(Enunciado A):
Relacione todos os países citados no trecho do documento sobre o iogurte feito com formigas.
(Enunciado B):
Prolongue o texto sobre o iogurte feito com formigas a partir do ponto em que ele termina.

Pesquisadores refazem receita tradicional
Para entender melhor como usar formigas na produção de iogurte, os pesquisadores visitaram o vilarejo da família da coautora e antropóloga Sevgi Mutlu Sirakova, na Bulgária, onde seus parentes e outros moradores locais ainda se lembram da tradição.
Foram usadas formigas vermelhas da madeira (Formica rufa), encontradas nas florestas dos Bálcãs e da Turquia, onde essa técnica de fabricação de iogurte era popular no passado. Histórias repassadas oralmente indicam que países como Albânia e Macedônia do Norte também seguiam a receita.
“Observamos que esses países estão conectados por laços culturais anteriores ao estabelecimento das fronteiras nacionais, contribuindo para a continuidade geral entre suas práticas culinárias, tanto hoje quanto ao longo dos milênios”, consta do estudo.
“Colocamos quatro formigas inteiras em um pote de leite morno, seguindo as instruções do tio de Sevgi e dos membros da comunidade”, lembra a autora Veronica Sinotte.
O pote foi então colocado em um formigueiro para fermentar durante a noite e, no dia seguinte, o leite começou a engrossar e azedar.
Os pesquisadores, que provaram o iogurte durante a viagem, o descreveram como “ligeiramente ácido, herbáceo e com sabores de gordura de pasto”.
De volta à Dinamarca, a equipe analisou o iogurte feito com formigas e descobriu que esses insetos transportam bactérias lácticas e acéticas que ajudam a coagular os laticínios. Uma dessas bactérias era semelhante à encontrada no pão comercial.

Dados extraídos de uma coleção:
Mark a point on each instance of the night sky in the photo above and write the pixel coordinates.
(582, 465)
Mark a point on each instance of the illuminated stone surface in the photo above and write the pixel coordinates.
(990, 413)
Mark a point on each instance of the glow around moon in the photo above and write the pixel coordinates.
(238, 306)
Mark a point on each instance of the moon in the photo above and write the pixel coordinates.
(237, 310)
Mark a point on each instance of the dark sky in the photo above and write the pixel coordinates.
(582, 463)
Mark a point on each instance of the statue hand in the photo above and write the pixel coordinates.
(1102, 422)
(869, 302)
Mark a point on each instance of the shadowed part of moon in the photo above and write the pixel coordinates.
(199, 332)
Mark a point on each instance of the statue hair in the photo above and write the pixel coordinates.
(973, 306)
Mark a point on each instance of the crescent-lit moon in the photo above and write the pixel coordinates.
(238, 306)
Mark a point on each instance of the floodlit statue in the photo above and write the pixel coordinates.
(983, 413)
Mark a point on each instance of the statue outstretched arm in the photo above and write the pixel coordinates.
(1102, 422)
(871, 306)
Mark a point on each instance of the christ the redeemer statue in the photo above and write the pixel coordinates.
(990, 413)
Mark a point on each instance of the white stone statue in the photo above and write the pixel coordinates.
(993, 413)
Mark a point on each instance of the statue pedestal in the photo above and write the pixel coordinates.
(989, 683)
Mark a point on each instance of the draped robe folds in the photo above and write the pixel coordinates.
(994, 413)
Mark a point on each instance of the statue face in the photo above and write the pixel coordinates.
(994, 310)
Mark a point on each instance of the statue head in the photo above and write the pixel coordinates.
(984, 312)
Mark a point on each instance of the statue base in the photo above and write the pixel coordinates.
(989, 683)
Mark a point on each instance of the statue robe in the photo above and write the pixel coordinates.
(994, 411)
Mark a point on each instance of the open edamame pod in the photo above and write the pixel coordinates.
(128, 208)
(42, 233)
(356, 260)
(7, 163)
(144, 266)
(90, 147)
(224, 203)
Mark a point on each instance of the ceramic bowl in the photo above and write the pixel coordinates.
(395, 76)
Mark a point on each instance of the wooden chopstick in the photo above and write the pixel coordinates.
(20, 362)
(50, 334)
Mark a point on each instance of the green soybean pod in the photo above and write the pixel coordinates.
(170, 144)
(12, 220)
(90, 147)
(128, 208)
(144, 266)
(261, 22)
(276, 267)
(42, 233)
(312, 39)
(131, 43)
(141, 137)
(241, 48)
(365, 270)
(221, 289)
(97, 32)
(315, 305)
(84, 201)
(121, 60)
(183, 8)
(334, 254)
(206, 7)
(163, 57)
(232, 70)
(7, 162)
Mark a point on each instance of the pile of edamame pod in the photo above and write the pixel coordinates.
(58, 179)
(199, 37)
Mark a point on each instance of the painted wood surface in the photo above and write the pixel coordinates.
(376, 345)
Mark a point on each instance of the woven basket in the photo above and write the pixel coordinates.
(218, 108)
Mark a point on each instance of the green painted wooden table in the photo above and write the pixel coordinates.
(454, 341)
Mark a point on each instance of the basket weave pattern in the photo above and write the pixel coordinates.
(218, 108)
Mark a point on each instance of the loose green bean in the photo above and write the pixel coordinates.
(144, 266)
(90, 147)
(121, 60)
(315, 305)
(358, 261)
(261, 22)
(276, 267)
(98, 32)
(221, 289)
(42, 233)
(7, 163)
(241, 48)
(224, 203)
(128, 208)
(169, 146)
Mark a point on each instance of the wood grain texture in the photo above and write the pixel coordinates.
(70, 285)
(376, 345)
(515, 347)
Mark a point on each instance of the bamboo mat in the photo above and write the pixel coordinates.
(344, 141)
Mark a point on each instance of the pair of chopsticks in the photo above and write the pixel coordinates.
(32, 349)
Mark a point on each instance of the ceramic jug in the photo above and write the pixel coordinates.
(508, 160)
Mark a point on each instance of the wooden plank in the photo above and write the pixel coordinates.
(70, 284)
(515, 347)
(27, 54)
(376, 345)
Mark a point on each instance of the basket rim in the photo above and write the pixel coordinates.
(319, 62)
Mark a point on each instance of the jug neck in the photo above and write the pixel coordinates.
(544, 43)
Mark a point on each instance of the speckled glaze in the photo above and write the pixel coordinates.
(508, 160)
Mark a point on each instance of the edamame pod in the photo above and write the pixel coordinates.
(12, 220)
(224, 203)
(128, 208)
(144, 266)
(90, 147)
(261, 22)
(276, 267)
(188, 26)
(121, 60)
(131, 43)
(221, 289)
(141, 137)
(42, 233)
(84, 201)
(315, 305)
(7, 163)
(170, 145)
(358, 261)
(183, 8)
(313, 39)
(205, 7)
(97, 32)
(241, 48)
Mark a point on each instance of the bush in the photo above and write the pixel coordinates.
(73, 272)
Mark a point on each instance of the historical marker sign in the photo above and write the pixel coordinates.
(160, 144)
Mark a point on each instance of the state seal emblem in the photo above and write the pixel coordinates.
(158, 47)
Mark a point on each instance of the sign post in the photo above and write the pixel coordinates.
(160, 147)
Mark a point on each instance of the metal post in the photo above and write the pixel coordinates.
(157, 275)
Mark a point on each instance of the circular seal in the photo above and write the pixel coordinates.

(Área de resposta A):
Bulgária, Turquia, Albânia, Macedônia do Norte e Dinamarca.

(Área de resposta B):
Os insetos em si também contribuem no processo de fabricação do iogurte: o ácido fórmico, que faz parte do sistema de defesa química natural da formiga, acidifica o leite, altera sua textura e cria um ambiente favorável para que os micróbios se desenvolvam, explicam os pesquisadores.
Paralelamente, as enzimas da formiga e os micróbios trabalham em conjunto para decompor as proteínas do leite e transformá-lo em iogurte.
Do laboratório à alta gastronomia Michelin
Os pesquisadores produziram e compararam iogurtes feitos com formigas vivas, congeladas e desidratadas.
Apenas as formigas vivas inocularam a comunidade microbiana adequada, o que significa que são as mais eficazes para a produção de iogurte, mas a equipe indica cuidado para garantir que os produtos sejam seguros para consumo. As formigas vivas podem abrigar parasitas, e congelar ou desidratar os insetos pode permitir que bactérias nocivas se proliferem.
Para testar as possibilidades culinárias contemporâneas deste iogurte, a equipe se associou a chefs do Alchemist, um restaurante com duas estrelas Michelin em Copenhague, na Dinamarca, que deram um toque moderno ao iogurte tradicional.
Os convidados foram servidos com várias criações, como sanduíches de sorvete de iogurte em forma de formiga, queijos semelhantes ao mascarpone com sabor picante e coquetéis clarificados com um toque de leite, todos inspirados no iogurte de formiga e utilizando o inseto como ingrediente principal.
“As evidências etnográficas do iogurte de formigas em várias regiões sugerem que as formigas podem desempenhar um papel funcional negligenciado na fermentação”, afirmam os pesquisadores no estudo.
“Fornecer evidências científicas de que essas tradições têm um significado e um propósito profundos, embora possam parecer estranhas, acho isso realmente bonito”, completa Jahn.